(Entrées d'étiquetage de localisation d'images)
"""

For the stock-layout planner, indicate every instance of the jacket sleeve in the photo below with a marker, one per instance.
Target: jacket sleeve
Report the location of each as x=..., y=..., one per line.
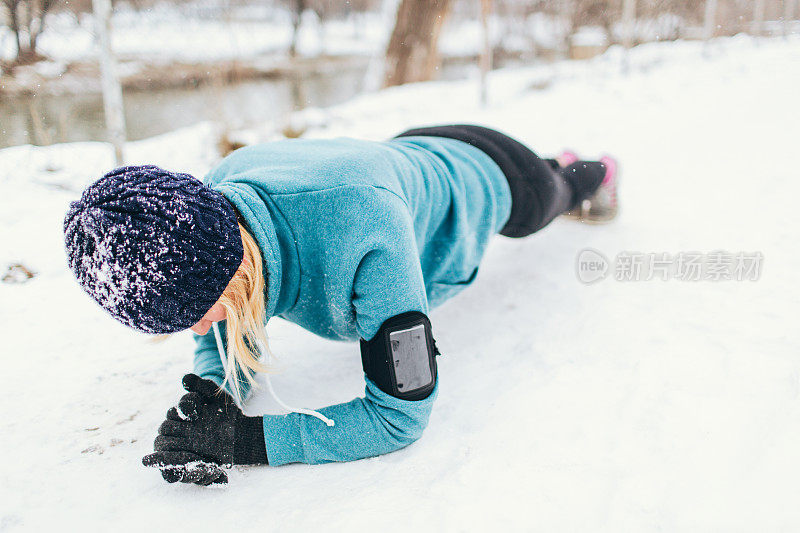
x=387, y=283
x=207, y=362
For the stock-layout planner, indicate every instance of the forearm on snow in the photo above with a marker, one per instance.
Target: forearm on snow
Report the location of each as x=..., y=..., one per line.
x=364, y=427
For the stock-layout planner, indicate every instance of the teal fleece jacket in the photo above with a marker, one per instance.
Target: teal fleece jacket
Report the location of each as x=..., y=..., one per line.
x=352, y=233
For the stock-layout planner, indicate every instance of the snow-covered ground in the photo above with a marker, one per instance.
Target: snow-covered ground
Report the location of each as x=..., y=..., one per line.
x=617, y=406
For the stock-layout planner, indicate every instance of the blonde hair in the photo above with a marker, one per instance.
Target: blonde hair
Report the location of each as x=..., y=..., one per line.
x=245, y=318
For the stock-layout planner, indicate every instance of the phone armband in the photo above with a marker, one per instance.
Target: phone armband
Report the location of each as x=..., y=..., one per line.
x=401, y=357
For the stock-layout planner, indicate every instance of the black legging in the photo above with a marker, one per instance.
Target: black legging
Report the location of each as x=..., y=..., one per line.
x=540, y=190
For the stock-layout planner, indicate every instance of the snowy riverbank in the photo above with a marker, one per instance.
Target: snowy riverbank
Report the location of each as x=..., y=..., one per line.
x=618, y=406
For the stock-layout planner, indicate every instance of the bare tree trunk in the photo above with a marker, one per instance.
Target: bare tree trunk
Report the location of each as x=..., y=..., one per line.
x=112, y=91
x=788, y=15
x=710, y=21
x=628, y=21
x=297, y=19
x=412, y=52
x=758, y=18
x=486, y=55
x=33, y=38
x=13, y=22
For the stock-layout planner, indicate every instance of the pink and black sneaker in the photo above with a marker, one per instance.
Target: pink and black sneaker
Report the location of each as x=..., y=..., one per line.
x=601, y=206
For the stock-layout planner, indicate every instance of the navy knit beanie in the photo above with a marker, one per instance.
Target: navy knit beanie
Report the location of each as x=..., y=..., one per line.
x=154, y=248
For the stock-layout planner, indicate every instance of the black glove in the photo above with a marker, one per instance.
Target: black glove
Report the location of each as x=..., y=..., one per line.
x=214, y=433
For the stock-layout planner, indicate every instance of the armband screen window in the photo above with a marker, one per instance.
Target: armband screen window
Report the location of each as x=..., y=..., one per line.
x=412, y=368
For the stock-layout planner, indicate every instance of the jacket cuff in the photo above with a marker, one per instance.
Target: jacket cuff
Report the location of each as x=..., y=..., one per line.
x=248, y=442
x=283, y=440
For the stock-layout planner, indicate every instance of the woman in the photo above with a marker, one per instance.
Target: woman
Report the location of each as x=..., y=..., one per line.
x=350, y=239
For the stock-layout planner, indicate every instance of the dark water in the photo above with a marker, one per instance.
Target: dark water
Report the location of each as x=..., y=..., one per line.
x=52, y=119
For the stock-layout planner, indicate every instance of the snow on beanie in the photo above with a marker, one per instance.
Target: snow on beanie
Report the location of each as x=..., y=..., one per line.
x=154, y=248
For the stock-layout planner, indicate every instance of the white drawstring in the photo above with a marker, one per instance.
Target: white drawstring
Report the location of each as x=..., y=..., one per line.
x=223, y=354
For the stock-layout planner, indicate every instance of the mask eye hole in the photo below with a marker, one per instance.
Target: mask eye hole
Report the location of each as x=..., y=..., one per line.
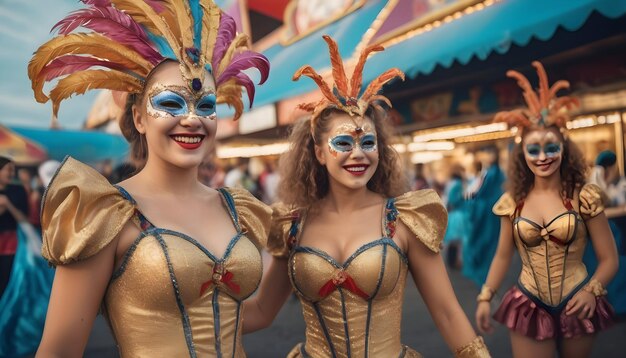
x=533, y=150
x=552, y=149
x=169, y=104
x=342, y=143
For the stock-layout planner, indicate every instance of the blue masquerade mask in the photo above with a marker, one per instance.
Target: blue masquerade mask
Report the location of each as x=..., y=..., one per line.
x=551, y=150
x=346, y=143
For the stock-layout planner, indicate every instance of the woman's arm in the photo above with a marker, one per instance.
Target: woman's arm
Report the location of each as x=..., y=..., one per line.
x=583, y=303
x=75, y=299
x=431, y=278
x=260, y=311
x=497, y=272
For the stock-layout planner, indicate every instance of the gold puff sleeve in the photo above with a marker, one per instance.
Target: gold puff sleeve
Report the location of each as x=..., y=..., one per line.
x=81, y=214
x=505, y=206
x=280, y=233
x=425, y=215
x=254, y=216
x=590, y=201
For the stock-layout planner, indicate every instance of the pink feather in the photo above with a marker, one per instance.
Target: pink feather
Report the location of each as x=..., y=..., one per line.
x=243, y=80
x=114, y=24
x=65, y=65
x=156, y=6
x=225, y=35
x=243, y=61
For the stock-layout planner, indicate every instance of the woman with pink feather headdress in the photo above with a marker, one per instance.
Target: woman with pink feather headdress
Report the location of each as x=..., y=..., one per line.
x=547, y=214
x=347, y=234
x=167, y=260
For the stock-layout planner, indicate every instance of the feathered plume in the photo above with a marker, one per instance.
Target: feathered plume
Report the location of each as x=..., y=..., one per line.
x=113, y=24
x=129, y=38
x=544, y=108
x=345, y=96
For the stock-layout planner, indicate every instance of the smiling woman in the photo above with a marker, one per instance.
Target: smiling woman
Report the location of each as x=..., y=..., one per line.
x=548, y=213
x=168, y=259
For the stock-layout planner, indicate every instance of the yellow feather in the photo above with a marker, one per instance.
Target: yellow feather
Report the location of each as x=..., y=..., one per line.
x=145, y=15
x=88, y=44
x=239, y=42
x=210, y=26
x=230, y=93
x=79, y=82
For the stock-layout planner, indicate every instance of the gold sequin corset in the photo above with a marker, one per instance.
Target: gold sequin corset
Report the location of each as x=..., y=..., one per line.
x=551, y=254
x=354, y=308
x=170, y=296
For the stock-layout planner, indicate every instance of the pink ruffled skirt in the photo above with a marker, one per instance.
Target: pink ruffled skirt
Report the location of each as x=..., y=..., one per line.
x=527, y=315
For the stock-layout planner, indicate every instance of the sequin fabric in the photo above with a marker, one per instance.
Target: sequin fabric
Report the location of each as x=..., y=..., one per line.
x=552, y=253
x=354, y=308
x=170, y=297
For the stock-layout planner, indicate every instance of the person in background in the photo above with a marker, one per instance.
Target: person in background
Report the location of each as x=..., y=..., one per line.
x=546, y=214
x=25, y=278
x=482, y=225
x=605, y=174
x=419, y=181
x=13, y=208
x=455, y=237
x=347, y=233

"""

**CONSIGNE:** Reproduisez les lignes, en commençant à celle qui contient « the black glove » et en terminant à celle qui contient « x=52, y=119 ». Substituez-y « pin » à « marker », sans rien modifier d'autre.

**SOLUTION PROPOSÉE:**
For the stock-layout planner, indicate every instance of the black glove in the photo above with a pin, one per instance.
Target: black glove
Report the location of each as x=..., y=..., one per line.
x=214, y=433
For the stock-layout planner, indicate every instance of the armband screen window in the photo above with a pin, one per instance.
Target: armband screen window
Report the location of each as x=..., y=..., one per line.
x=412, y=368
For the stock-layout planner, indicate every instance of the jacket cuff in the photo above with a pin, one per instance.
Target: jacket cuff
Report the location of each as x=..., y=..., one per line.
x=248, y=442
x=283, y=440
For the stock-layout planner, indicate every instance of the woman in the photo above with a pin, one per instance.
Target: woman
Report the location of each as x=..., y=..., one per line.
x=350, y=239
For the stock-layout planner, indicate every instance of the dark water in the photo above with a pin, one per instance.
Target: dark water
Report the location of each as x=..., y=..., one per line.
x=52, y=119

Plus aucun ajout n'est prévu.